## TO BE DONE
Please put the lines of the data below into a JSON list of strings, one string per line, with blank lines left out. Begin at the line that contains "ear and give integer pixel coordinates." and stop after the last line of the data.

## Coordinate annotation entries
----------------
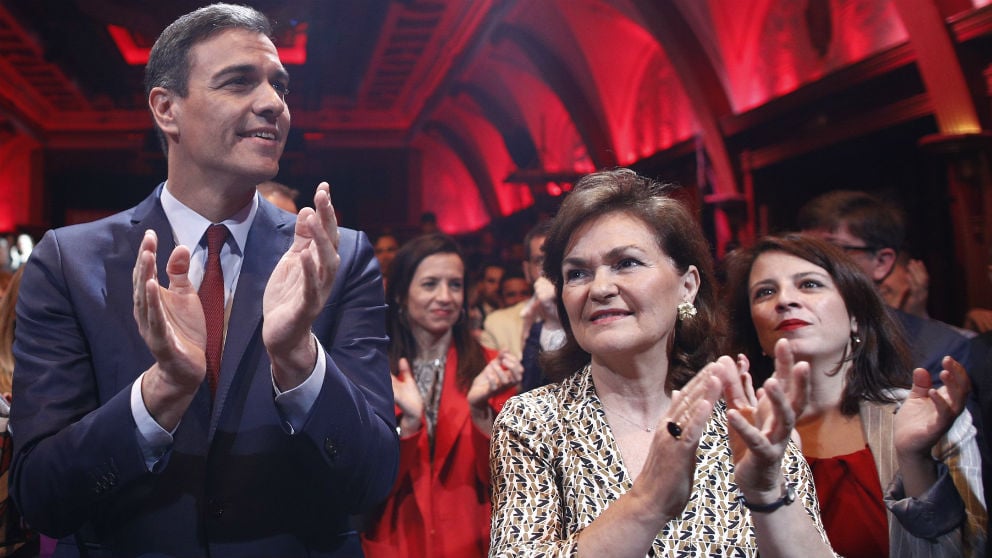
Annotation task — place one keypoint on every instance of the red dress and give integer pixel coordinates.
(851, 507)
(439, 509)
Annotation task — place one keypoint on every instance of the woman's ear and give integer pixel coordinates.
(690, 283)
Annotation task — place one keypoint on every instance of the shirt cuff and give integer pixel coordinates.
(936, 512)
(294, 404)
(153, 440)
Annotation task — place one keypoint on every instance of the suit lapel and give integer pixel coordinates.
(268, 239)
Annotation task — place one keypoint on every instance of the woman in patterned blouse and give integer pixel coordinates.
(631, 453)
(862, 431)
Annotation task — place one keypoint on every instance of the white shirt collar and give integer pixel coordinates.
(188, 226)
----------------
## THE RESULT
[
  "Annotation task — place one keypoint on every instance of the woman's ear and give integer pixel coordinates.",
  "(690, 283)",
  "Annotation task — place one keypoint on every instance of the shirt cuff and give integer pixel coordinates.",
  "(936, 512)",
  "(294, 404)",
  "(153, 440)",
  "Annotation task — place one keypoint on every instance of the suit lapel and give integer pixel coordinates.",
  "(268, 239)",
  "Annotation task — place one keypoint on every instance of the woman in patterned blouse and give integer pixel coordinates.",
  "(631, 453)",
  "(862, 431)",
  "Annotation task — place one keypoint on every instance of the white shirt collar and give integer pixel coordinates.",
  "(188, 226)"
]